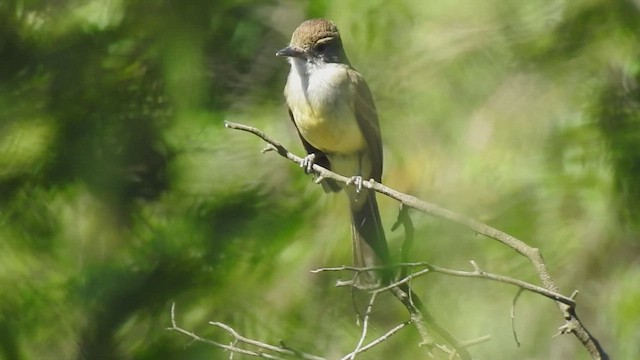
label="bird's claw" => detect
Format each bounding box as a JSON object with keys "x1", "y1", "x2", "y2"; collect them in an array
[
  {"x1": 348, "y1": 176, "x2": 364, "y2": 193},
  {"x1": 300, "y1": 153, "x2": 316, "y2": 174}
]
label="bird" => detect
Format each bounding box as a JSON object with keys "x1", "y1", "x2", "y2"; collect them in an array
[{"x1": 276, "y1": 18, "x2": 391, "y2": 288}]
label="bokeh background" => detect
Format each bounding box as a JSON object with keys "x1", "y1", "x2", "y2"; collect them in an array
[{"x1": 1, "y1": 0, "x2": 639, "y2": 359}]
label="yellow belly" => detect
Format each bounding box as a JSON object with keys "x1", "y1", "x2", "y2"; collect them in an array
[
  {"x1": 286, "y1": 63, "x2": 366, "y2": 154},
  {"x1": 291, "y1": 103, "x2": 365, "y2": 154}
]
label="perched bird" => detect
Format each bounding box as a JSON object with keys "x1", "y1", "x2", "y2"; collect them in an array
[{"x1": 276, "y1": 19, "x2": 390, "y2": 287}]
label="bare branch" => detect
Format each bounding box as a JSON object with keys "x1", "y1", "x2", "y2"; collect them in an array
[
  {"x1": 206, "y1": 322, "x2": 323, "y2": 360},
  {"x1": 225, "y1": 121, "x2": 608, "y2": 360},
  {"x1": 170, "y1": 303, "x2": 411, "y2": 360},
  {"x1": 312, "y1": 261, "x2": 575, "y2": 307},
  {"x1": 459, "y1": 335, "x2": 492, "y2": 348},
  {"x1": 225, "y1": 121, "x2": 608, "y2": 359},
  {"x1": 345, "y1": 321, "x2": 410, "y2": 356},
  {"x1": 392, "y1": 204, "x2": 414, "y2": 278},
  {"x1": 169, "y1": 304, "x2": 323, "y2": 360},
  {"x1": 168, "y1": 304, "x2": 287, "y2": 359},
  {"x1": 341, "y1": 292, "x2": 378, "y2": 360}
]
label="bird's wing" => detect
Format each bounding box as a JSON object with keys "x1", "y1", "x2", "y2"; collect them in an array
[{"x1": 351, "y1": 70, "x2": 383, "y2": 182}]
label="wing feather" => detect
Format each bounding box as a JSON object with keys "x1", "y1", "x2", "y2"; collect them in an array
[{"x1": 350, "y1": 70, "x2": 383, "y2": 182}]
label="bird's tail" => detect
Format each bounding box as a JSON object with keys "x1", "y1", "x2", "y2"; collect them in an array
[{"x1": 350, "y1": 189, "x2": 391, "y2": 288}]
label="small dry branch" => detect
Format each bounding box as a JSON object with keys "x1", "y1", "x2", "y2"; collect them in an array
[{"x1": 168, "y1": 303, "x2": 411, "y2": 360}]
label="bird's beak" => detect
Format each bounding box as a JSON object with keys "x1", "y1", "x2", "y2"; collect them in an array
[{"x1": 276, "y1": 45, "x2": 305, "y2": 58}]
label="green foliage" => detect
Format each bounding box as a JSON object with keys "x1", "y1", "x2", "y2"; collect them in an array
[{"x1": 0, "y1": 0, "x2": 638, "y2": 359}]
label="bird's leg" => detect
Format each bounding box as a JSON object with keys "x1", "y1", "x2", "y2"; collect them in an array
[
  {"x1": 347, "y1": 152, "x2": 365, "y2": 195},
  {"x1": 300, "y1": 153, "x2": 317, "y2": 174},
  {"x1": 347, "y1": 175, "x2": 364, "y2": 194}
]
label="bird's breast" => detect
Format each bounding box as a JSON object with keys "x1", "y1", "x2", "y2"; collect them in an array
[{"x1": 285, "y1": 63, "x2": 365, "y2": 154}]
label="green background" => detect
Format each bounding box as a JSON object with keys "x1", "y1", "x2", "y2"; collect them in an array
[{"x1": 1, "y1": 0, "x2": 638, "y2": 359}]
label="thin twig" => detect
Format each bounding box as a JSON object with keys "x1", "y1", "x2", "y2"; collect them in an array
[
  {"x1": 170, "y1": 303, "x2": 409, "y2": 360},
  {"x1": 312, "y1": 261, "x2": 575, "y2": 307},
  {"x1": 208, "y1": 321, "x2": 325, "y2": 360},
  {"x1": 168, "y1": 304, "x2": 287, "y2": 359},
  {"x1": 344, "y1": 321, "x2": 410, "y2": 357},
  {"x1": 511, "y1": 288, "x2": 524, "y2": 347},
  {"x1": 459, "y1": 335, "x2": 492, "y2": 347},
  {"x1": 392, "y1": 204, "x2": 414, "y2": 278},
  {"x1": 343, "y1": 292, "x2": 378, "y2": 360}
]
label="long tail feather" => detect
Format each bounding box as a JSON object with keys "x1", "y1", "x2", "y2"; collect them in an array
[{"x1": 350, "y1": 190, "x2": 391, "y2": 288}]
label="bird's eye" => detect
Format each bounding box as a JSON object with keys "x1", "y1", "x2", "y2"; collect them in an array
[{"x1": 314, "y1": 38, "x2": 332, "y2": 52}]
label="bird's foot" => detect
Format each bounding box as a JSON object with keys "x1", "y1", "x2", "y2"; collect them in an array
[
  {"x1": 300, "y1": 153, "x2": 316, "y2": 174},
  {"x1": 347, "y1": 176, "x2": 364, "y2": 193}
]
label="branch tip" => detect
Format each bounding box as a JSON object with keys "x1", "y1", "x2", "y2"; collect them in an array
[{"x1": 570, "y1": 290, "x2": 579, "y2": 300}]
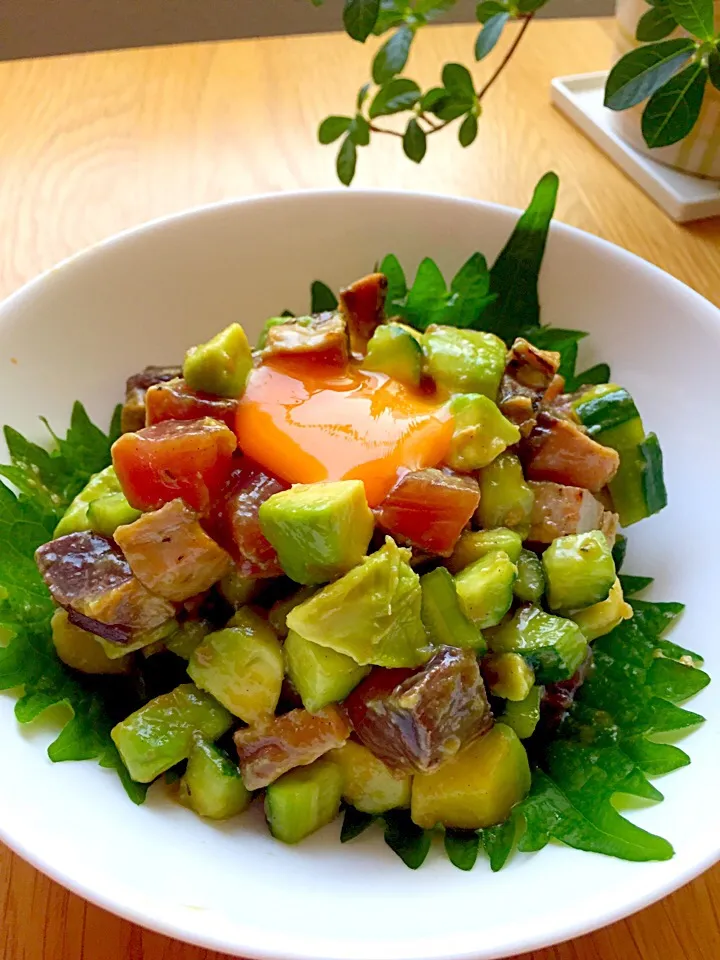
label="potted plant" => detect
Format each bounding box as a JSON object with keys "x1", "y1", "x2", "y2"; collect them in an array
[{"x1": 310, "y1": 0, "x2": 720, "y2": 184}]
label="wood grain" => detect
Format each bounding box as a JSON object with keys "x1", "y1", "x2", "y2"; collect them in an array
[{"x1": 0, "y1": 17, "x2": 718, "y2": 960}]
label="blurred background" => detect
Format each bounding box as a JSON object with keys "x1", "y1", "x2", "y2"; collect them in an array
[{"x1": 0, "y1": 0, "x2": 614, "y2": 60}]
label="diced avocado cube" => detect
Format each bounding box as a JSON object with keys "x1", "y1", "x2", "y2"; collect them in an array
[
  {"x1": 482, "y1": 652, "x2": 535, "y2": 701},
  {"x1": 268, "y1": 587, "x2": 316, "y2": 638},
  {"x1": 447, "y1": 528, "x2": 523, "y2": 573},
  {"x1": 411, "y1": 725, "x2": 531, "y2": 829},
  {"x1": 264, "y1": 758, "x2": 343, "y2": 844},
  {"x1": 513, "y1": 549, "x2": 545, "y2": 603},
  {"x1": 499, "y1": 685, "x2": 543, "y2": 740},
  {"x1": 51, "y1": 608, "x2": 132, "y2": 675},
  {"x1": 188, "y1": 608, "x2": 283, "y2": 723},
  {"x1": 542, "y1": 530, "x2": 615, "y2": 612},
  {"x1": 454, "y1": 551, "x2": 516, "y2": 629},
  {"x1": 423, "y1": 326, "x2": 506, "y2": 399},
  {"x1": 95, "y1": 617, "x2": 178, "y2": 660},
  {"x1": 165, "y1": 619, "x2": 212, "y2": 660},
  {"x1": 329, "y1": 740, "x2": 411, "y2": 814},
  {"x1": 445, "y1": 394, "x2": 520, "y2": 471},
  {"x1": 569, "y1": 577, "x2": 632, "y2": 642},
  {"x1": 86, "y1": 492, "x2": 142, "y2": 537},
  {"x1": 420, "y1": 566, "x2": 485, "y2": 652},
  {"x1": 284, "y1": 630, "x2": 370, "y2": 713},
  {"x1": 363, "y1": 324, "x2": 424, "y2": 387},
  {"x1": 489, "y1": 605, "x2": 588, "y2": 683},
  {"x1": 54, "y1": 465, "x2": 122, "y2": 537},
  {"x1": 476, "y1": 452, "x2": 534, "y2": 533},
  {"x1": 286, "y1": 538, "x2": 431, "y2": 668},
  {"x1": 111, "y1": 683, "x2": 233, "y2": 783},
  {"x1": 183, "y1": 322, "x2": 253, "y2": 398},
  {"x1": 259, "y1": 480, "x2": 374, "y2": 585},
  {"x1": 179, "y1": 737, "x2": 252, "y2": 820},
  {"x1": 218, "y1": 570, "x2": 260, "y2": 608}
]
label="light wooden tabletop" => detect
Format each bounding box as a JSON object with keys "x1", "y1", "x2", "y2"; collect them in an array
[{"x1": 0, "y1": 16, "x2": 718, "y2": 960}]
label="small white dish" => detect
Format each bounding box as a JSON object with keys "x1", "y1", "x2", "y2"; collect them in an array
[
  {"x1": 0, "y1": 190, "x2": 718, "y2": 960},
  {"x1": 551, "y1": 71, "x2": 720, "y2": 223}
]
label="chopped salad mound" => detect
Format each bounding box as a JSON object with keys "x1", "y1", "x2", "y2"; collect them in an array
[{"x1": 0, "y1": 174, "x2": 710, "y2": 870}]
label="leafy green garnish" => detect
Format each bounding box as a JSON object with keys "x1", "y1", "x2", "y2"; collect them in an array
[
  {"x1": 382, "y1": 809, "x2": 432, "y2": 868},
  {"x1": 310, "y1": 280, "x2": 339, "y2": 313},
  {"x1": 444, "y1": 829, "x2": 479, "y2": 871},
  {"x1": 340, "y1": 805, "x2": 376, "y2": 842},
  {"x1": 0, "y1": 404, "x2": 147, "y2": 803}
]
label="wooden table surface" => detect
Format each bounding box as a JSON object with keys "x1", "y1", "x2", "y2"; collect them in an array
[{"x1": 0, "y1": 16, "x2": 718, "y2": 960}]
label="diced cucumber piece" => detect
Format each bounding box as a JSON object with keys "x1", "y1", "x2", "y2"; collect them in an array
[
  {"x1": 86, "y1": 492, "x2": 141, "y2": 537},
  {"x1": 411, "y1": 725, "x2": 530, "y2": 829},
  {"x1": 542, "y1": 531, "x2": 615, "y2": 612},
  {"x1": 165, "y1": 620, "x2": 211, "y2": 660},
  {"x1": 329, "y1": 740, "x2": 411, "y2": 814},
  {"x1": 513, "y1": 549, "x2": 545, "y2": 603},
  {"x1": 447, "y1": 528, "x2": 523, "y2": 573},
  {"x1": 268, "y1": 586, "x2": 316, "y2": 638},
  {"x1": 445, "y1": 394, "x2": 520, "y2": 472},
  {"x1": 423, "y1": 326, "x2": 506, "y2": 399},
  {"x1": 455, "y1": 551, "x2": 516, "y2": 629},
  {"x1": 264, "y1": 759, "x2": 343, "y2": 844},
  {"x1": 476, "y1": 452, "x2": 534, "y2": 533},
  {"x1": 179, "y1": 738, "x2": 252, "y2": 820},
  {"x1": 420, "y1": 566, "x2": 485, "y2": 652},
  {"x1": 188, "y1": 608, "x2": 283, "y2": 723},
  {"x1": 259, "y1": 480, "x2": 374, "y2": 585},
  {"x1": 499, "y1": 685, "x2": 543, "y2": 740},
  {"x1": 54, "y1": 465, "x2": 122, "y2": 537},
  {"x1": 572, "y1": 384, "x2": 640, "y2": 437},
  {"x1": 111, "y1": 683, "x2": 233, "y2": 783},
  {"x1": 284, "y1": 630, "x2": 369, "y2": 712},
  {"x1": 568, "y1": 577, "x2": 632, "y2": 641},
  {"x1": 489, "y1": 606, "x2": 588, "y2": 683},
  {"x1": 363, "y1": 324, "x2": 424, "y2": 386},
  {"x1": 483, "y1": 652, "x2": 534, "y2": 701}
]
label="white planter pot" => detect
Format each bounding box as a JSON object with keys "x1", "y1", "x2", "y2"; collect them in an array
[{"x1": 611, "y1": 0, "x2": 720, "y2": 180}]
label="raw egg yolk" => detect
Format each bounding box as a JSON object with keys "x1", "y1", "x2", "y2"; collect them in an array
[{"x1": 235, "y1": 358, "x2": 453, "y2": 507}]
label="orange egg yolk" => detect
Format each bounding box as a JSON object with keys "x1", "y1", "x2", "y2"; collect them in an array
[{"x1": 235, "y1": 358, "x2": 454, "y2": 506}]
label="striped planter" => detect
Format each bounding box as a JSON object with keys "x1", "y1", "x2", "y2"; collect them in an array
[{"x1": 611, "y1": 0, "x2": 720, "y2": 180}]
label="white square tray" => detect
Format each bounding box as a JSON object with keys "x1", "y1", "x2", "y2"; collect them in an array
[{"x1": 551, "y1": 71, "x2": 720, "y2": 223}]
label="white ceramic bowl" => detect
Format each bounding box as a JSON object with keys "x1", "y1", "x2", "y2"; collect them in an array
[{"x1": 0, "y1": 191, "x2": 718, "y2": 960}]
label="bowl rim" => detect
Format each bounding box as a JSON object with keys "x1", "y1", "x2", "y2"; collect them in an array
[{"x1": 0, "y1": 187, "x2": 718, "y2": 960}]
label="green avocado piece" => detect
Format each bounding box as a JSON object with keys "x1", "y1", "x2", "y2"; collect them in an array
[
  {"x1": 188, "y1": 607, "x2": 284, "y2": 723},
  {"x1": 420, "y1": 566, "x2": 485, "y2": 652},
  {"x1": 183, "y1": 322, "x2": 253, "y2": 398},
  {"x1": 423, "y1": 326, "x2": 506, "y2": 399},
  {"x1": 284, "y1": 629, "x2": 370, "y2": 713},
  {"x1": 286, "y1": 538, "x2": 432, "y2": 668},
  {"x1": 268, "y1": 587, "x2": 316, "y2": 638},
  {"x1": 489, "y1": 605, "x2": 588, "y2": 683},
  {"x1": 454, "y1": 551, "x2": 517, "y2": 629},
  {"x1": 265, "y1": 758, "x2": 343, "y2": 844},
  {"x1": 179, "y1": 737, "x2": 252, "y2": 820},
  {"x1": 476, "y1": 452, "x2": 534, "y2": 534},
  {"x1": 54, "y1": 465, "x2": 122, "y2": 537},
  {"x1": 445, "y1": 394, "x2": 520, "y2": 471},
  {"x1": 513, "y1": 549, "x2": 545, "y2": 603},
  {"x1": 482, "y1": 651, "x2": 535, "y2": 701},
  {"x1": 111, "y1": 683, "x2": 233, "y2": 783},
  {"x1": 363, "y1": 324, "x2": 424, "y2": 386},
  {"x1": 499, "y1": 685, "x2": 543, "y2": 740},
  {"x1": 86, "y1": 492, "x2": 141, "y2": 537},
  {"x1": 165, "y1": 619, "x2": 212, "y2": 660},
  {"x1": 259, "y1": 480, "x2": 374, "y2": 585},
  {"x1": 447, "y1": 528, "x2": 523, "y2": 573},
  {"x1": 542, "y1": 530, "x2": 615, "y2": 612}
]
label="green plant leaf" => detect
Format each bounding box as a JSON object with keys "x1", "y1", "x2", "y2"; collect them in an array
[
  {"x1": 655, "y1": 636, "x2": 703, "y2": 666},
  {"x1": 441, "y1": 63, "x2": 476, "y2": 105},
  {"x1": 641, "y1": 61, "x2": 708, "y2": 147},
  {"x1": 403, "y1": 257, "x2": 448, "y2": 329},
  {"x1": 459, "y1": 113, "x2": 479, "y2": 146},
  {"x1": 383, "y1": 809, "x2": 432, "y2": 868},
  {"x1": 415, "y1": 0, "x2": 458, "y2": 21},
  {"x1": 612, "y1": 534, "x2": 628, "y2": 571},
  {"x1": 621, "y1": 738, "x2": 690, "y2": 776},
  {"x1": 372, "y1": 0, "x2": 407, "y2": 34},
  {"x1": 433, "y1": 96, "x2": 473, "y2": 122},
  {"x1": 341, "y1": 805, "x2": 377, "y2": 841},
  {"x1": 369, "y1": 78, "x2": 421, "y2": 117},
  {"x1": 310, "y1": 280, "x2": 339, "y2": 313},
  {"x1": 475, "y1": 12, "x2": 510, "y2": 60},
  {"x1": 516, "y1": 0, "x2": 551, "y2": 9},
  {"x1": 373, "y1": 26, "x2": 414, "y2": 83},
  {"x1": 343, "y1": 0, "x2": 381, "y2": 41},
  {"x1": 403, "y1": 118, "x2": 427, "y2": 162},
  {"x1": 482, "y1": 172, "x2": 559, "y2": 342},
  {"x1": 645, "y1": 657, "x2": 710, "y2": 702},
  {"x1": 336, "y1": 135, "x2": 358, "y2": 185},
  {"x1": 636, "y1": 6, "x2": 678, "y2": 41},
  {"x1": 619, "y1": 574, "x2": 654, "y2": 596},
  {"x1": 604, "y1": 38, "x2": 697, "y2": 110},
  {"x1": 379, "y1": 253, "x2": 408, "y2": 305},
  {"x1": 444, "y1": 829, "x2": 480, "y2": 870},
  {"x1": 476, "y1": 1, "x2": 508, "y2": 23},
  {"x1": 709, "y1": 50, "x2": 720, "y2": 91},
  {"x1": 357, "y1": 82, "x2": 372, "y2": 109},
  {"x1": 446, "y1": 252, "x2": 493, "y2": 326},
  {"x1": 318, "y1": 115, "x2": 353, "y2": 144},
  {"x1": 479, "y1": 817, "x2": 517, "y2": 871},
  {"x1": 569, "y1": 362, "x2": 611, "y2": 389},
  {"x1": 350, "y1": 114, "x2": 371, "y2": 146},
  {"x1": 666, "y1": 0, "x2": 715, "y2": 39}
]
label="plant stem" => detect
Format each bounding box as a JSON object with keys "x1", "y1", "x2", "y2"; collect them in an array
[{"x1": 477, "y1": 14, "x2": 534, "y2": 101}]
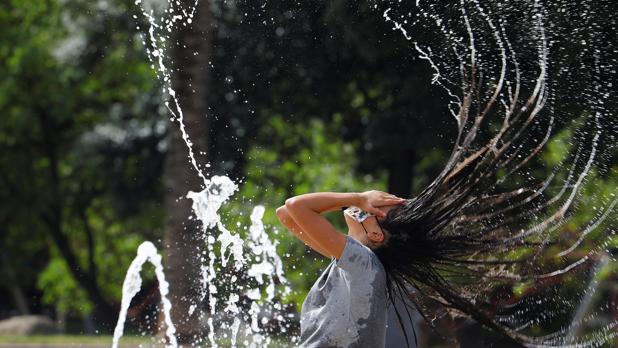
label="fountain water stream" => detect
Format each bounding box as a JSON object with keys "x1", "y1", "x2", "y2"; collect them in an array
[
  {"x1": 112, "y1": 0, "x2": 294, "y2": 347},
  {"x1": 112, "y1": 242, "x2": 176, "y2": 348}
]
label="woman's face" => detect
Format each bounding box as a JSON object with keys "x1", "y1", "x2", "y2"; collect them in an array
[{"x1": 345, "y1": 204, "x2": 398, "y2": 248}]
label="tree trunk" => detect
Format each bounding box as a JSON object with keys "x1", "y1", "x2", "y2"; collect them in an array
[
  {"x1": 387, "y1": 150, "x2": 415, "y2": 198},
  {"x1": 163, "y1": 0, "x2": 212, "y2": 344},
  {"x1": 1, "y1": 252, "x2": 30, "y2": 315},
  {"x1": 38, "y1": 110, "x2": 118, "y2": 331}
]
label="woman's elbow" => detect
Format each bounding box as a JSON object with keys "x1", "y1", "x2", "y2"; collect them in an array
[
  {"x1": 276, "y1": 206, "x2": 286, "y2": 218},
  {"x1": 284, "y1": 197, "x2": 297, "y2": 209},
  {"x1": 276, "y1": 205, "x2": 291, "y2": 222}
]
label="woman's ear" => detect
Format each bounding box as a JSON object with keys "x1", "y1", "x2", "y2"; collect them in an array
[{"x1": 367, "y1": 229, "x2": 385, "y2": 244}]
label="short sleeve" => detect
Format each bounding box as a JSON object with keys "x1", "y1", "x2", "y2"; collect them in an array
[{"x1": 334, "y1": 235, "x2": 380, "y2": 276}]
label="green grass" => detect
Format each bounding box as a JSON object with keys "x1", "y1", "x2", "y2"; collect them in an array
[
  {"x1": 0, "y1": 334, "x2": 293, "y2": 347},
  {"x1": 0, "y1": 335, "x2": 153, "y2": 346}
]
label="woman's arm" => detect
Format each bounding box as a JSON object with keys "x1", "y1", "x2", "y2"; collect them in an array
[
  {"x1": 275, "y1": 205, "x2": 332, "y2": 258},
  {"x1": 279, "y1": 191, "x2": 405, "y2": 259},
  {"x1": 283, "y1": 192, "x2": 365, "y2": 259}
]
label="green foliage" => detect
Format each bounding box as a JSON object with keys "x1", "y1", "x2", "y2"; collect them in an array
[
  {"x1": 37, "y1": 254, "x2": 93, "y2": 316},
  {"x1": 37, "y1": 198, "x2": 160, "y2": 316},
  {"x1": 0, "y1": 0, "x2": 164, "y2": 322},
  {"x1": 509, "y1": 124, "x2": 618, "y2": 312},
  {"x1": 542, "y1": 126, "x2": 573, "y2": 168}
]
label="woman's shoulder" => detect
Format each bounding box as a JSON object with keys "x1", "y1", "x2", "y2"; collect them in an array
[{"x1": 335, "y1": 236, "x2": 386, "y2": 279}]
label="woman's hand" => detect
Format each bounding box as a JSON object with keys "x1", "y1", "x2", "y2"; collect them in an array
[
  {"x1": 357, "y1": 190, "x2": 407, "y2": 217},
  {"x1": 280, "y1": 191, "x2": 404, "y2": 260}
]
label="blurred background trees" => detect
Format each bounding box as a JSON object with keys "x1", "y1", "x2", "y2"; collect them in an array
[
  {"x1": 0, "y1": 0, "x2": 616, "y2": 345},
  {"x1": 0, "y1": 0, "x2": 165, "y2": 332}
]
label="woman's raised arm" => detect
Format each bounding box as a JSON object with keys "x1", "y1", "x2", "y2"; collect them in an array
[
  {"x1": 275, "y1": 205, "x2": 332, "y2": 258},
  {"x1": 278, "y1": 191, "x2": 404, "y2": 259},
  {"x1": 282, "y1": 192, "x2": 362, "y2": 259}
]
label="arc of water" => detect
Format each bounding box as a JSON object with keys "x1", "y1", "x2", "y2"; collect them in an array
[{"x1": 112, "y1": 241, "x2": 177, "y2": 348}]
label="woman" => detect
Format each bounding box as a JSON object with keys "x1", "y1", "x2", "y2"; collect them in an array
[
  {"x1": 273, "y1": 134, "x2": 597, "y2": 348},
  {"x1": 276, "y1": 190, "x2": 410, "y2": 347},
  {"x1": 272, "y1": 6, "x2": 610, "y2": 344}
]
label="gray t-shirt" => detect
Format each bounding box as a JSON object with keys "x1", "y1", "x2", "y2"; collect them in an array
[{"x1": 299, "y1": 235, "x2": 388, "y2": 348}]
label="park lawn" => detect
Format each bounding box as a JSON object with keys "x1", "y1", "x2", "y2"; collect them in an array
[
  {"x1": 0, "y1": 335, "x2": 294, "y2": 347},
  {"x1": 0, "y1": 334, "x2": 153, "y2": 345}
]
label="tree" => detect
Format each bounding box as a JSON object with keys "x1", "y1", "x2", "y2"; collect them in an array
[
  {"x1": 0, "y1": 0, "x2": 164, "y2": 330},
  {"x1": 163, "y1": 0, "x2": 213, "y2": 342}
]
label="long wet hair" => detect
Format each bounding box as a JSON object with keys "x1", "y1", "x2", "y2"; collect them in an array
[
  {"x1": 365, "y1": 0, "x2": 618, "y2": 345},
  {"x1": 372, "y1": 127, "x2": 585, "y2": 346},
  {"x1": 370, "y1": 82, "x2": 610, "y2": 345},
  {"x1": 371, "y1": 21, "x2": 606, "y2": 348}
]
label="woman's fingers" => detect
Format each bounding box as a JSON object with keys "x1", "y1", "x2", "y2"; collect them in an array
[
  {"x1": 370, "y1": 207, "x2": 387, "y2": 217},
  {"x1": 392, "y1": 196, "x2": 406, "y2": 203},
  {"x1": 378, "y1": 197, "x2": 406, "y2": 205},
  {"x1": 363, "y1": 190, "x2": 406, "y2": 209},
  {"x1": 384, "y1": 192, "x2": 405, "y2": 200}
]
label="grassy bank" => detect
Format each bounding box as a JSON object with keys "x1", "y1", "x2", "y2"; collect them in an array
[{"x1": 0, "y1": 335, "x2": 155, "y2": 347}]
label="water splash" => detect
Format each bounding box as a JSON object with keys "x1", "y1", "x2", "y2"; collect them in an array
[
  {"x1": 112, "y1": 242, "x2": 176, "y2": 348},
  {"x1": 113, "y1": 0, "x2": 296, "y2": 347},
  {"x1": 379, "y1": 1, "x2": 617, "y2": 346}
]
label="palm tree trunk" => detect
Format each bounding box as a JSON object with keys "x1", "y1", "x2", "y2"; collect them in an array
[{"x1": 163, "y1": 0, "x2": 212, "y2": 343}]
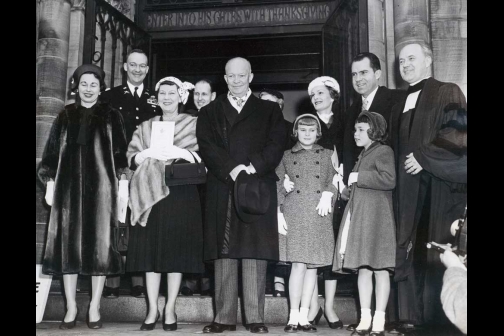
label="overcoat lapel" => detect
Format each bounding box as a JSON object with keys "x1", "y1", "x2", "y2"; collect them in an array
[
  {"x1": 368, "y1": 87, "x2": 386, "y2": 111},
  {"x1": 407, "y1": 78, "x2": 440, "y2": 152},
  {"x1": 233, "y1": 95, "x2": 258, "y2": 126}
]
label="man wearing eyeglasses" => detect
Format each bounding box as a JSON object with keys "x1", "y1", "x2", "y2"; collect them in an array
[{"x1": 100, "y1": 49, "x2": 158, "y2": 299}]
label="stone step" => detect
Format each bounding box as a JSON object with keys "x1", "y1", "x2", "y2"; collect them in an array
[{"x1": 43, "y1": 293, "x2": 358, "y2": 325}]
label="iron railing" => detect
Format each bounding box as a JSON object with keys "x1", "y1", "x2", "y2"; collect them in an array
[{"x1": 83, "y1": 0, "x2": 151, "y2": 87}]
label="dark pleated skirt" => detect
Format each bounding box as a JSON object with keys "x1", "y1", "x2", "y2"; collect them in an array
[{"x1": 126, "y1": 184, "x2": 204, "y2": 273}]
···
__Task to carry out__:
Each line of the data in which the string "bowl" appears needs to be copied.

__Answer area__:
label="white ceramic bowl" => detect
label="bowl rim" => detect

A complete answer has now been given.